Carefully choose attribute types and lengths. Where possible, use small variants such as SMALLINT or MEDIUMINT rather than the regular choice INT. When using fixed-length attributes, such as CHAR, specify a length that is as short as practical.
Use fixed-length attributes; that is, try to avoid types such as VARCHAR or BLOB. While fixed-length text attributes may waste space, scanning fixed-length rows in a query is much faster than scanning variable-length rows. Use trim when selecting. Only do this when you will actually have such fields in where clauses. If not, use your VARCHARS
Design indexes with care. Keep the primary key index as small as possible, create only indexes that are needed if you can see where's and joins on queries, and use prefixes of attributes where possible. Ensure that the leftmost attribute in the index is the most frequently used in queries and, if all attributes are used, make sure the leftmost attribute is the one with the highest number of duplicate entries. eg. SELECT * FROM A WHERE B=3 AND C=5 have an index with B and C, so SELECT .... where B=3 will use the same index. Don't use indexes in all rows (have seen many coders do this) - depends on how many where and join hits it gets, and size of the table. Some tables (with fewer rows) are actually slower with indexing.
Create a statistics table if aggregate functions such as COUNT( ) or SUM( ) are frequently used in queries on large tables. A statistics table stores only one row that is manually updated with the aggregate values of another table. For example, if the statistics table maintains the count of rows in a large customer table, each time a row is inserted or deleted in the customer table, the count is updated in the statistics table. For large tables, this is often faster than calculating aggregate functions with the slow built-in functions that require complete processing of all rows.

Requirement A: Translate this sentence from the database tips into Spanish: "A statistics table stores only one row that is manually updated with the aggregate values of another table."
Requirement B: Copy the stretch of the database tips from "Create a statistics" through "of all rows.".
Requirement C:
Do these statements agree with the database tips? Answer yes or no for each, quoting the words that decide it.
(i) The regular choice INT should be preferred over SMALLINT where possible.
(ii) Some tables with fewer rows are slower with indexing.
(iii) A statistics table stores only one row.
The entries that follow are separate material from the database tips.

Material shown:
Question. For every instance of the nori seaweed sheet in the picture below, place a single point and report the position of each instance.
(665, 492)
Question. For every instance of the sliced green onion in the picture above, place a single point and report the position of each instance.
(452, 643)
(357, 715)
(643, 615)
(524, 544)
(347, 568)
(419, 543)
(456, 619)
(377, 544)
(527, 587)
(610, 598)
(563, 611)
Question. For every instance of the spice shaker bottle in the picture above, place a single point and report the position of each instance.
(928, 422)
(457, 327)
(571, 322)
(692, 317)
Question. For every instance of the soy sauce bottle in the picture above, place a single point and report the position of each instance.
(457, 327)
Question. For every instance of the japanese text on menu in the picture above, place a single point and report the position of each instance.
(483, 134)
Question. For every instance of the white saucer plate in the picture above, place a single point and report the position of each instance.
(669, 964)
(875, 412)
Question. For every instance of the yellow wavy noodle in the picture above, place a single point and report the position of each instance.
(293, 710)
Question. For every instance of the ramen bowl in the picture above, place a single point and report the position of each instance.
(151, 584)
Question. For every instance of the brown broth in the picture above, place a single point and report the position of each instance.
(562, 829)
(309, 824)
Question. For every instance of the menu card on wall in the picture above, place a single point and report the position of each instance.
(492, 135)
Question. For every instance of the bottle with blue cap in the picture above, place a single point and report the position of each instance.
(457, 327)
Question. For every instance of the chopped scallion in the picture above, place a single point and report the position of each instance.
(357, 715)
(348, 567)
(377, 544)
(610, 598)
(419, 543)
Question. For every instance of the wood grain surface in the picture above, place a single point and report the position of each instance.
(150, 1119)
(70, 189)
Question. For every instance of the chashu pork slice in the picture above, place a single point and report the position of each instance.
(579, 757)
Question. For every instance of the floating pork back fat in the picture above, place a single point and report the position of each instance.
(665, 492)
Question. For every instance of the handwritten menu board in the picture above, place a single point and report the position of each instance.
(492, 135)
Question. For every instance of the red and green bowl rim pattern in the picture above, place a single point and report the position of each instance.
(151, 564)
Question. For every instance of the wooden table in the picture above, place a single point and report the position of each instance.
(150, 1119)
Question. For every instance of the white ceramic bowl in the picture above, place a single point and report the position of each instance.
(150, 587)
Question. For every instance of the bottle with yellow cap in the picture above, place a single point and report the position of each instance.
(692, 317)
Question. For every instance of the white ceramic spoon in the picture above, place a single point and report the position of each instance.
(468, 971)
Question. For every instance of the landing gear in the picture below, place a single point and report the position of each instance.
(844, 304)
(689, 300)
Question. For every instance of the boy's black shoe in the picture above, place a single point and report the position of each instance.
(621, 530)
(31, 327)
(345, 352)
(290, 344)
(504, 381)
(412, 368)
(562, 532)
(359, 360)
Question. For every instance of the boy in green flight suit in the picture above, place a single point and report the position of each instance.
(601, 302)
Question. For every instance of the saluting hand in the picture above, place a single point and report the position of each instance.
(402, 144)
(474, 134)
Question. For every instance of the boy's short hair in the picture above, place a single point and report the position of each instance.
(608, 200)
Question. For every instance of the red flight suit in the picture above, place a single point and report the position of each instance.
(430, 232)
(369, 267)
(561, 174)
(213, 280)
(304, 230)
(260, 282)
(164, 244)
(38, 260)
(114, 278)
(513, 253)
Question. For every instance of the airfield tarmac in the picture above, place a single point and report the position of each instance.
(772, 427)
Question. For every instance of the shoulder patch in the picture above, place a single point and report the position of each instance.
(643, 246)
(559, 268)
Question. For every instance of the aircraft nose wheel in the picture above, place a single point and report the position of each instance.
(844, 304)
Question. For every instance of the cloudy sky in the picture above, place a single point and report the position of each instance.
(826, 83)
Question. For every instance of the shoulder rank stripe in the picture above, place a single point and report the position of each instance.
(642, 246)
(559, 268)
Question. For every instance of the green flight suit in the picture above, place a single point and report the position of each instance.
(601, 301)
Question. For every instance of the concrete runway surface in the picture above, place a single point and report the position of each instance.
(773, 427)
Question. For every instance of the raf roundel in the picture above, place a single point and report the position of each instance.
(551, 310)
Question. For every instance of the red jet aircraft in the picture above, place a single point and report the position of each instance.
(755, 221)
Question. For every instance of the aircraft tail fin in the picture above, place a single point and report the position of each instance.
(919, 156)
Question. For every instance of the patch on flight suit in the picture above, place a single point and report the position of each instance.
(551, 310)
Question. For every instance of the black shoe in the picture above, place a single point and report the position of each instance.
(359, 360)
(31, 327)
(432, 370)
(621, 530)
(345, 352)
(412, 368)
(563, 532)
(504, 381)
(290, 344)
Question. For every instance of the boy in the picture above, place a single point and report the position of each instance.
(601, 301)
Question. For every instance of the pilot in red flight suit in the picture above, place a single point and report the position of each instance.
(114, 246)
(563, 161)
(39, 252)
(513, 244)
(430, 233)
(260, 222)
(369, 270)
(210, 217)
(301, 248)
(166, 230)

Expected output A: Una tabla de estadísticas almacena solo una fila que se actualiza manualmente con los valores agregados de otra tabla.

Expected output B:
Create a statistics table if aggregate functions such as COUNT( ) or SUM( ) are frequently used in queries on large tables. A statistics table stores only one row that is manually updated with the aggregate values of another table. For example, if the statistics table maintains the count of rows in a large customer table, each time a row is inserted or deleted in the customer table, the count is updated in the statistics table. For large tables, this is often faster than calculating aggregate functions with the slow built-in functions that require complete processing of all rows.

Expected output C:
(i) No: "use small variants such as SMALLINT or MEDIUMINT rather than the regular choice INT"
(ii) Yes: "Some tables (with fewer rows) are actually slower with indexing."
(iii) Yes: "A statistics table stores only one row"